▶ _Reading passage_:
___

Quickstart

Initialising the provena client

To use the provena client, you will need to provide both auth and config objects to select the authentication method, and configuration details for the Provena instance you would like to interface with.

Replace my-provena.cloud with the URL of the Provena instance and change realm_name value to the appropriate Keycloak realm.

client_config = Config(
        domain="my-provena.cloud",
        realm_name="provena"
    )
auth = DeviceFlow(config=client_config, client_id="client-tools")

client = ProvenaClient(auth=auth, config=client_config)
await client.datastore.get_health_check()

Finding and searching items from the Registry

Fetching items from the Registry

You can fetch any item from the Registry using general_fetch_item() and the id of the item.

res = await client.registry.general_fetch_item(id=id)
print(f"{res.item['display_name']} {res.item['item_subtype']}")

Each sub-type has an associated fetch() too.

res = await client.registry.model_run.fetch(id=id)

You can use the ID of an item if you know ahead of time, or you can list them.

Listing items in the Registry

General list function

You can list items from the Registry using list_general_registry_items(). This function expects an instance of GeneralListRequest and returns a generic result list.

from ProvenaInterfaces.RegistryAPI import GeneralListRequest
general_list_request = GeneralListRequest(
    filter_by=None,
    sort_by=None,
    pagination_key=None
)

res = await client.registry.list_general_registry_items(general_list_request)

Sub-type list function

You can also list item from the sub-type modules via list_items(). In this case, it will only return a list of registry items of that sub-type. You may need to cast the returned object into Responses using the pydantic parse_obj_as().

from pydantic import parse_obj_as

list_model_run_workflow = await client.registry.model_run_workflow.list_items(list_items_payload=general_list_request)
model_run_workflow_templates = parse_obj_as(ModelRunWorkflowTemplateListResponse, list_model_run_workflow)

print(f"Found {model_run_workflow_templates.total_item_count} model_run_workflow_templates")

Iterate over the list response like so.

for item in model_run_workflow_templates.items:
    m = parse_obj_as(ItemModelRunWorkflowTemplate, item)
    print(m)

Listing dataset items

Datasets are special. List them this way from the client library’s datastore module.

list_dataset = await client.datastore.list_all_datasets()
print(f"Found {len(list_dataset)} datasets")
for item in list_dataset:
    d = parse_obj_as(ItemDataset, item)
    print(d)

Search for items

Provena provides a general search engine to search all items in the Registry. Currently the search results return a QueryResult object with:

status (Search result success or failure with success and details attributes)

___

▶ _Data rows_:
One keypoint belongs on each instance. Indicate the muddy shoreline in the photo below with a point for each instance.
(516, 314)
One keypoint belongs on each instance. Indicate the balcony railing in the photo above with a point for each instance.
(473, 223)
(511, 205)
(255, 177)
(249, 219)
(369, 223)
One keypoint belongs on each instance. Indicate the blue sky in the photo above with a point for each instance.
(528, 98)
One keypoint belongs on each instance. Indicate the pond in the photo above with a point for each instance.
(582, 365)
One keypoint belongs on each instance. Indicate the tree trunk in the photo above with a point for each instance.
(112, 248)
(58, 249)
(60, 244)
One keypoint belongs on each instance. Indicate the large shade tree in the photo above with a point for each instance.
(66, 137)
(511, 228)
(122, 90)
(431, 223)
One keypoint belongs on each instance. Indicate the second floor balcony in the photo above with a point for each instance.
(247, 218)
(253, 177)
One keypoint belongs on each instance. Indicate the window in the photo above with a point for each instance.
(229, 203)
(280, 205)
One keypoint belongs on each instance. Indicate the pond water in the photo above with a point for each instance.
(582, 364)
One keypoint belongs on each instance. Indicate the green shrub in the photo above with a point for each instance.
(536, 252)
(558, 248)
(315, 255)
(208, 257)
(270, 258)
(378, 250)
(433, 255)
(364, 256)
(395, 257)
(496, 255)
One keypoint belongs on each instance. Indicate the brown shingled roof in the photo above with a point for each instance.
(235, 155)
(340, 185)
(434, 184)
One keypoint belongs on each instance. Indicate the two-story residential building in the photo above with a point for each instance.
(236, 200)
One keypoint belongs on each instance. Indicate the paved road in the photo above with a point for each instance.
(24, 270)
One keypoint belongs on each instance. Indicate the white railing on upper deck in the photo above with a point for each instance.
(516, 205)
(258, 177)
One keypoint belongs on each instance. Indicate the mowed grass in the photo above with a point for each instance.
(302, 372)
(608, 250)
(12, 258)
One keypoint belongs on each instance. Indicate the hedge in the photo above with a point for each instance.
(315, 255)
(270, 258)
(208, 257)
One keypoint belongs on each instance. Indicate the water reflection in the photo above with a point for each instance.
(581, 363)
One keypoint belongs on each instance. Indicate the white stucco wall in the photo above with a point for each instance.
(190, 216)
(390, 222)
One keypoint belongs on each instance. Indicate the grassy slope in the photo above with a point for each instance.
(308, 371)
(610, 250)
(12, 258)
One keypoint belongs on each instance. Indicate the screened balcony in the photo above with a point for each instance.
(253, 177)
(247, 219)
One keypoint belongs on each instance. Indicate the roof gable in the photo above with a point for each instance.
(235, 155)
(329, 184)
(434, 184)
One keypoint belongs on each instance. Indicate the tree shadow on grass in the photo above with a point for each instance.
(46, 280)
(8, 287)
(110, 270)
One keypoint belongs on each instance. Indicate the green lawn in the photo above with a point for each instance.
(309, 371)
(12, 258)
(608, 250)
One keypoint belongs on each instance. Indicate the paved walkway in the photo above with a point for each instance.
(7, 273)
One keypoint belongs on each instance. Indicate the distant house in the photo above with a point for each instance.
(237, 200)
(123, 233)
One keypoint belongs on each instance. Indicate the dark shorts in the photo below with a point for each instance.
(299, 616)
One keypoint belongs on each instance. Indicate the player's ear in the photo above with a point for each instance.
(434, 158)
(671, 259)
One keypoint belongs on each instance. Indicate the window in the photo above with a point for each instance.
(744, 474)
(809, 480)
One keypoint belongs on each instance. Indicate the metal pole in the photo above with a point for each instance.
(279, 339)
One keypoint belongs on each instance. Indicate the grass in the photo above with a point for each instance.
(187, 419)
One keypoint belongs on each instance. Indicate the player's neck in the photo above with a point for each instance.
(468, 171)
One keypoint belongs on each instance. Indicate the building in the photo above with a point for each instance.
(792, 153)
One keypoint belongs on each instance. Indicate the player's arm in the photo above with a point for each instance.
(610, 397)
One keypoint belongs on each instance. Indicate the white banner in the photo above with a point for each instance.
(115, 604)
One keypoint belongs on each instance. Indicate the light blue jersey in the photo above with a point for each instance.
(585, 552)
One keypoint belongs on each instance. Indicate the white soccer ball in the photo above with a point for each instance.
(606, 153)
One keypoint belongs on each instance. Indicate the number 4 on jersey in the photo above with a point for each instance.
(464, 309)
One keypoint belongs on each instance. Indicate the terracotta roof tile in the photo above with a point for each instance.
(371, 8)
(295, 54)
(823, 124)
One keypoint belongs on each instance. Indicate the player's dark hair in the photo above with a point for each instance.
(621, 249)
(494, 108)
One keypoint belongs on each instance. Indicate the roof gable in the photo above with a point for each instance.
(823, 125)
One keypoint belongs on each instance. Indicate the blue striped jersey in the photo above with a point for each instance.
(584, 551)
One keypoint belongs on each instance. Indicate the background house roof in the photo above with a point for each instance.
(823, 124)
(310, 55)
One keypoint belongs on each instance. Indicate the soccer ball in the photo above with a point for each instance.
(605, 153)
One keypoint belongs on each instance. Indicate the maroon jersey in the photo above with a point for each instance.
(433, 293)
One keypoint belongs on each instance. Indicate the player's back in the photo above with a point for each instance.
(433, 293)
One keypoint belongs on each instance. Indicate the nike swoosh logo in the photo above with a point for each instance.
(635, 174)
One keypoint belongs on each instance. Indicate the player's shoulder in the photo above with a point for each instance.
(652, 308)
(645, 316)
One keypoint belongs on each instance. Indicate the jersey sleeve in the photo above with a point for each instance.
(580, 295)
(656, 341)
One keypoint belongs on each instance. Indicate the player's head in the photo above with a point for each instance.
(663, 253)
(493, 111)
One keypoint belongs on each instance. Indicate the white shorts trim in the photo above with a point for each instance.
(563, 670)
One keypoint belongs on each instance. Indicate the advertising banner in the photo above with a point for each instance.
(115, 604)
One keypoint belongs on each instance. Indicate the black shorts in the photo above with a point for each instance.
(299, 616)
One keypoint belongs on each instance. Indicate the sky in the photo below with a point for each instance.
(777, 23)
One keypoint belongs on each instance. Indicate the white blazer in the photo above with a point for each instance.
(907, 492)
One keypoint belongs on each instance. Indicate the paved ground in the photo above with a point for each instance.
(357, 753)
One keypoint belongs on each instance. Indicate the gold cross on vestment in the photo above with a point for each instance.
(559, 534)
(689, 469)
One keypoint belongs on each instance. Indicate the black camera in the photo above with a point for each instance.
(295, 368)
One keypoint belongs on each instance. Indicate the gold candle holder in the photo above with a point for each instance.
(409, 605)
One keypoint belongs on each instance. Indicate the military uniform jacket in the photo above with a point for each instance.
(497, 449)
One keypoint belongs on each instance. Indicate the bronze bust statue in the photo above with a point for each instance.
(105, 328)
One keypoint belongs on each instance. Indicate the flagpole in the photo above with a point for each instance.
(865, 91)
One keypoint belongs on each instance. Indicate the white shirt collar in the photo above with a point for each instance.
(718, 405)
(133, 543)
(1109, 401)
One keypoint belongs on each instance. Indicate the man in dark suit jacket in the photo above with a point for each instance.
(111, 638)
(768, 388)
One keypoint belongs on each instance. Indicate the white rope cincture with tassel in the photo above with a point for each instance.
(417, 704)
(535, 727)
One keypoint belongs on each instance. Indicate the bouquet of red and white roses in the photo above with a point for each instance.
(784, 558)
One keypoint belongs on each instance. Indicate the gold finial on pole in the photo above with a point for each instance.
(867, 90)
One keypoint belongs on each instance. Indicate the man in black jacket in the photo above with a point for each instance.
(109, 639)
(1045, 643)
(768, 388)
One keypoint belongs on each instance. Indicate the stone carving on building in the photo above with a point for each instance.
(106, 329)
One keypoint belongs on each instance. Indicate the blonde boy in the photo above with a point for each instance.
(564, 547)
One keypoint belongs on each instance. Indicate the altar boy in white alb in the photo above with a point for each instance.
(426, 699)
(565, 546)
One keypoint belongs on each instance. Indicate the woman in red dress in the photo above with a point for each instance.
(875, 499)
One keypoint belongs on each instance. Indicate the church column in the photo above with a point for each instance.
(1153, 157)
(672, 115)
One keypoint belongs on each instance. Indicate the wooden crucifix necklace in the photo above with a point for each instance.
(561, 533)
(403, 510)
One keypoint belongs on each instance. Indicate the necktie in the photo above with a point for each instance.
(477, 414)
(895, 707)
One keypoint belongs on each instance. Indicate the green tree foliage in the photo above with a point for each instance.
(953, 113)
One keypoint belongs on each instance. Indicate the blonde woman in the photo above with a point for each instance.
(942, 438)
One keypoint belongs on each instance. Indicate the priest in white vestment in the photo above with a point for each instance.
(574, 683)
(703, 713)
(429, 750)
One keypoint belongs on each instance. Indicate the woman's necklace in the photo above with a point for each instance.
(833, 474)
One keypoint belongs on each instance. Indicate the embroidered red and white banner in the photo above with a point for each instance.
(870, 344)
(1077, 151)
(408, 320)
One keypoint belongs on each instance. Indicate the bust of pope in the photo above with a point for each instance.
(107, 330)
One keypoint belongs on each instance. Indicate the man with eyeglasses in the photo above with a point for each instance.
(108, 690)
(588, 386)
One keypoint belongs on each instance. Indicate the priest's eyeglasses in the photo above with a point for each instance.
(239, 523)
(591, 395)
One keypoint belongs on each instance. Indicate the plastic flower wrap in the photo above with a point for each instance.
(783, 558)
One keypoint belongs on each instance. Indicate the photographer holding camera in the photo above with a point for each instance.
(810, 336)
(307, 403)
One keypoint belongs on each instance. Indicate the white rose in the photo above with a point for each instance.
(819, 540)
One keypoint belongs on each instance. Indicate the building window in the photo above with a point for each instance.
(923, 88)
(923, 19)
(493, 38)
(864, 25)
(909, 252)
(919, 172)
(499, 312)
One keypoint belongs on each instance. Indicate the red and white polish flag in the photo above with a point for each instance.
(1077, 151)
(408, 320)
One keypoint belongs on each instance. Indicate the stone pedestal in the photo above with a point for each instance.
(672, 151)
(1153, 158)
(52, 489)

___

▶ _Problem requirements_: Repeat the stretch of the Provena quickstart from "To use the provena" through "appropriate Keycloak realm." word for word. You can ignore the data entirely.

▶ _Correct answer_:
To use the provena client, you will need to provide both auth and config objects to select the authentication method, and configuration details for the Provena instance you would like to interface with.

Replace my-provena.cloud with the URL of the Provena instance and change realm_name value to the appropriate Keycloak realm.